─── Source data ───
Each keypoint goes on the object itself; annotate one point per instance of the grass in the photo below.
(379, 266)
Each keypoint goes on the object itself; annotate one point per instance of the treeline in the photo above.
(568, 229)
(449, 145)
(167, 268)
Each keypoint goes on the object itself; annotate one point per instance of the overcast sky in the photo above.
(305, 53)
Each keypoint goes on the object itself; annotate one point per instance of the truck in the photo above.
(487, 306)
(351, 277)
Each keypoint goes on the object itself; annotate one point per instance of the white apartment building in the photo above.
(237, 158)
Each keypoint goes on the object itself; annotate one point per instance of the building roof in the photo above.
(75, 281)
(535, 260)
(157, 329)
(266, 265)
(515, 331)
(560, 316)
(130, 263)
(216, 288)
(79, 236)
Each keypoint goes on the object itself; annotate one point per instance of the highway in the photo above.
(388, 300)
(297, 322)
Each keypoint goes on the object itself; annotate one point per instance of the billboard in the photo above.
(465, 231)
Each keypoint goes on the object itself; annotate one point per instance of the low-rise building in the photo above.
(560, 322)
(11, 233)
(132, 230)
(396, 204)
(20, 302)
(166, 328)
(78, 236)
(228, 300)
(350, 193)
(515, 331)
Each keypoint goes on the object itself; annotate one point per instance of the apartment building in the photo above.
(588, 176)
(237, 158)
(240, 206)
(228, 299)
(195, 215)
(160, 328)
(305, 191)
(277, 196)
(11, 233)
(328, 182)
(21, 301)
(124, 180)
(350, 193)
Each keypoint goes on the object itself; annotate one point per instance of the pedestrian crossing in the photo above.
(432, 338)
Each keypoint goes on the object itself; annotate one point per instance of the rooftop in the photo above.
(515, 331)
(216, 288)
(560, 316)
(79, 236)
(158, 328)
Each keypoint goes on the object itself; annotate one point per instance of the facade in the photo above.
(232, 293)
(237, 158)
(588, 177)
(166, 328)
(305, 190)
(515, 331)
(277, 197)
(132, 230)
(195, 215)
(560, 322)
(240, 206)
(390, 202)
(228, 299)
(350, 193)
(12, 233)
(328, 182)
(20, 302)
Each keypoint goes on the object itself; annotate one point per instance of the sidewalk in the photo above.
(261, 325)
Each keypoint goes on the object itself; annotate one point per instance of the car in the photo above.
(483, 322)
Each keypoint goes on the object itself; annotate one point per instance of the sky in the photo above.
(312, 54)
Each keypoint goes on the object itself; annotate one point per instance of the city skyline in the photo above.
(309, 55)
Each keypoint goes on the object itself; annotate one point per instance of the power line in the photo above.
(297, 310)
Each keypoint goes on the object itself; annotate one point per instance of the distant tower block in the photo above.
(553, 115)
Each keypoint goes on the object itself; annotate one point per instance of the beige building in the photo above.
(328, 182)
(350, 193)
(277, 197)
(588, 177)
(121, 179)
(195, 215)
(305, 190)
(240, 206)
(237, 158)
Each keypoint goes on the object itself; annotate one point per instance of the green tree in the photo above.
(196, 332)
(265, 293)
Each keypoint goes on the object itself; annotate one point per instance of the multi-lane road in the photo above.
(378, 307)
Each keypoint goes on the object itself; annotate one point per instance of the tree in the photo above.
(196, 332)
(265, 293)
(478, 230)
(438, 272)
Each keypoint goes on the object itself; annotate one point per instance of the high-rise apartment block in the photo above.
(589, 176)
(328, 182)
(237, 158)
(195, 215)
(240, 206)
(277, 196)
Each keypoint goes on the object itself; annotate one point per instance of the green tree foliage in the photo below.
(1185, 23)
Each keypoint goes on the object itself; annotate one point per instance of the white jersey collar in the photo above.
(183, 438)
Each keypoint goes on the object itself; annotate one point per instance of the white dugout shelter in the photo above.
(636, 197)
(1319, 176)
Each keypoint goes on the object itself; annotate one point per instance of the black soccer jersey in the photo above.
───
■ Challenge
Present every one of the items above as a numbered list, leaving out any blank lines.

■ Exercise result
1. Each keypoint goes on the object itself; annotate one point per instance of the grass in the photo below.
2. (379, 266)
3. Each keypoint goes on the object itself; annotate one point per instance of the treeline in the photo above.
4. (568, 229)
5. (449, 145)
6. (167, 268)
7. Each keypoint goes on the object itself; annotate one point per instance of the overcast sky in the photo above.
8. (305, 53)
9. Each keypoint goes on the object itself; annotate one point per instance of the truck in the photo above.
10. (487, 306)
11. (351, 277)
12. Each keypoint goes on the object itself; annotate one point per instance of the white apartment building in the photo above.
13. (237, 158)
14. Each keypoint goes on the object itself; annotate one point per instance of the building roof in the photo above.
15. (75, 281)
16. (535, 260)
17. (157, 329)
18. (266, 265)
19. (515, 331)
20. (560, 316)
21. (130, 263)
22. (216, 288)
23. (79, 236)
24. Each keypoint goes on the object itself; annotate one point per instance of the highway in the photo above.
25. (388, 300)
26. (297, 322)
27. Each keypoint goes on the object itself; annotate one point per instance of the billboard in the photo above.
28. (465, 231)
29. Each keypoint goes on the object itself; annotate one point per instance of the low-rise building in the photo above.
30. (560, 322)
31. (11, 233)
32. (132, 230)
33. (396, 204)
34. (20, 302)
35. (166, 328)
36. (78, 236)
37. (228, 300)
38. (350, 193)
39. (515, 331)
40. Each keypoint goes on the object itself; annotate one point per instance of the apartment building in the photo above.
41. (588, 176)
42. (237, 158)
43. (240, 206)
44. (228, 299)
45. (195, 215)
46. (160, 328)
47. (305, 191)
48. (277, 196)
49. (11, 233)
50. (328, 182)
51. (21, 301)
52. (124, 180)
53. (350, 193)
54. Each keypoint goes on the object itself; annotate one point per instance of the pedestrian crossing in the photo above.
55. (432, 338)
56. Each keypoint goes on the object itself; annotate one point per instance of the rooftop in the photo above.
57. (515, 331)
58. (216, 288)
59. (560, 316)
60. (79, 236)
61. (158, 328)
62. Each keypoint goes on the object itself; annotate one point per instance of the facade in the photo above.
63. (232, 293)
64. (237, 158)
65. (588, 177)
66. (166, 328)
67. (305, 190)
68. (515, 331)
69. (277, 197)
70. (132, 230)
71. (195, 215)
72. (560, 322)
73. (240, 206)
74. (390, 202)
75. (228, 299)
76. (350, 193)
77. (12, 233)
78. (328, 182)
79. (20, 302)
80. Each keypoint goes on the object itself; annotate one point per instance of the sidewalk in the photo above.
81. (261, 325)
82. Each keypoint goes on the object itself; annotate one point per instance of the car in the photo above.
83. (483, 322)
84. Each keypoint goes on the object itself; annotate one point per instance of the sky in the photo above.
85. (312, 54)
86. Each keypoint goes on the object itself; annotate one point per instance of the city skyline in the photo above.
87. (309, 55)
88. Each keypoint goes on the object itself; annotate one point per instance of the power line in the photo above.
89. (297, 310)
90. Each keypoint goes on the object itself; annotate one point per instance of the distant tower block in the photo above.
91. (553, 115)
92. Each keypoint goes on the object itself; annotate one point per instance of the beige building in the photo above.
93. (328, 182)
94. (350, 193)
95. (277, 197)
96. (588, 177)
97. (121, 179)
98. (195, 215)
99. (305, 190)
100. (240, 206)
101. (237, 158)
102. Each keypoint goes on the object itself; annotate one point per instance of the green tree in the photo above.
103. (196, 332)
104. (265, 293)
105. Each keypoint goes on the object itself; annotate one point per instance of the multi-lane road in the photo above.
106. (378, 307)
107. Each keypoint goes on the object itself; annotate one point per instance of the tree in the photo above.
108. (196, 332)
109. (265, 293)
110. (478, 230)
111. (438, 272)
112. Each keypoint goes on the object itself; annotate one point per instance of the high-rise apartment block in the photo above.
113. (589, 176)
114. (328, 182)
115. (237, 158)
116. (195, 215)
117. (240, 206)
118. (277, 196)
119. Each keypoint goes on the object itself; annotate one point per instance of the green tree foliage in the photo below.
120. (1185, 23)
121. Each keypoint goes on the object itself; annotate one point per instance of the white jersey collar in the photo above.
122. (183, 438)
123. Each keypoint goes on the object itself; annotate one point per instance of the white dugout shelter in the photo above.
124. (636, 197)
125. (1319, 176)
126. Each keypoint goes on the object itself; annotate one point per instance of the black soccer jersey in the photo above.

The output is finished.